▸ WHAT IS EXPECTED: Exactly as they appear, write the lines from the one containing "Target: bald head" to the final line of the entries, leaving pictures out.

▸ Stored data entries:

- Opening Delimiter -

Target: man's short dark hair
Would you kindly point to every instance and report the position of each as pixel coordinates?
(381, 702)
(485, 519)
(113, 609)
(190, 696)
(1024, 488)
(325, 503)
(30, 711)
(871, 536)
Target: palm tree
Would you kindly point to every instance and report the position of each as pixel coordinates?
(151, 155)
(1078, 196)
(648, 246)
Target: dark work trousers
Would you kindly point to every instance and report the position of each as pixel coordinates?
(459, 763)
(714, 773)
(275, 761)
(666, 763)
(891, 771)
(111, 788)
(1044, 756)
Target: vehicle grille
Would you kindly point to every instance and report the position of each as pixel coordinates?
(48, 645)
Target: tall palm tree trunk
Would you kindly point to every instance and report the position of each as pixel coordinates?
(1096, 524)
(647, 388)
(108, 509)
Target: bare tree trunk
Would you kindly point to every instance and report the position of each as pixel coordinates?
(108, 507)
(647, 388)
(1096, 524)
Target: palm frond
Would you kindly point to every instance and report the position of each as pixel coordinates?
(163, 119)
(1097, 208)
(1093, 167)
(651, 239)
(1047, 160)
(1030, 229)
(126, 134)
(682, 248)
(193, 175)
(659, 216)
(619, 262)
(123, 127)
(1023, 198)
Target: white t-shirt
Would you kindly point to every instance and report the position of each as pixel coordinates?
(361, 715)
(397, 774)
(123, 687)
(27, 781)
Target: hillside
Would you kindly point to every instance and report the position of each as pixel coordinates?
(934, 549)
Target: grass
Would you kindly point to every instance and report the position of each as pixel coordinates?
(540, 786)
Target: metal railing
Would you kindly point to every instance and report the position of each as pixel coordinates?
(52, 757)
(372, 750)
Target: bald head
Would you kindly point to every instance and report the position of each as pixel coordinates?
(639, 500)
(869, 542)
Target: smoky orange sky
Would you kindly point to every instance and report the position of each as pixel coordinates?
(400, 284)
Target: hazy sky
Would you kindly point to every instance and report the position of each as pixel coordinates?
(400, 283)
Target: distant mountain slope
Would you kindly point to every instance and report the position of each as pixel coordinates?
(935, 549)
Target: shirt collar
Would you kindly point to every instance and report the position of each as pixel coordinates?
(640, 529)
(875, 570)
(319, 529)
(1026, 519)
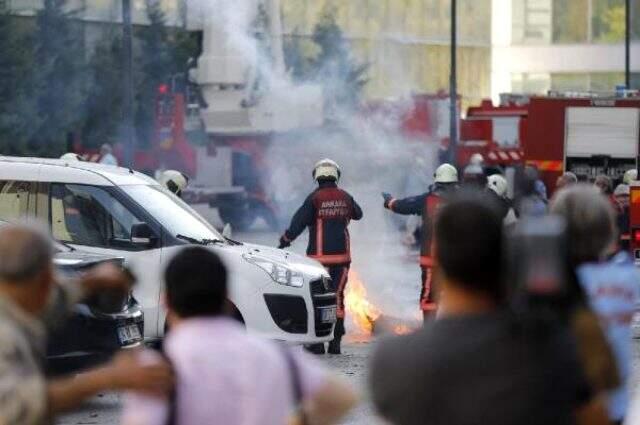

- Closing Delimiter -

▸ ANSWER BELOW:
Target: bald head
Would you kindly point to every instance and report the position of each as pixel coordinates?
(639, 500)
(869, 542)
Target: smoky orange sky
Would you kindly point to every instance and report the position of each as pixel coordinates?
(400, 284)
Target: hazy sky
Would you kindly point to every instance and report the position of each as pixel coordinates?
(400, 283)
Target: distant mountain slope
Would you kindly point to every instance and report the position of each as pixel coordinates?
(935, 549)
Target: shirt collar
Would you kindly point to every instance and report the position of each as pixel coordinates?
(640, 529)
(875, 570)
(319, 529)
(1026, 519)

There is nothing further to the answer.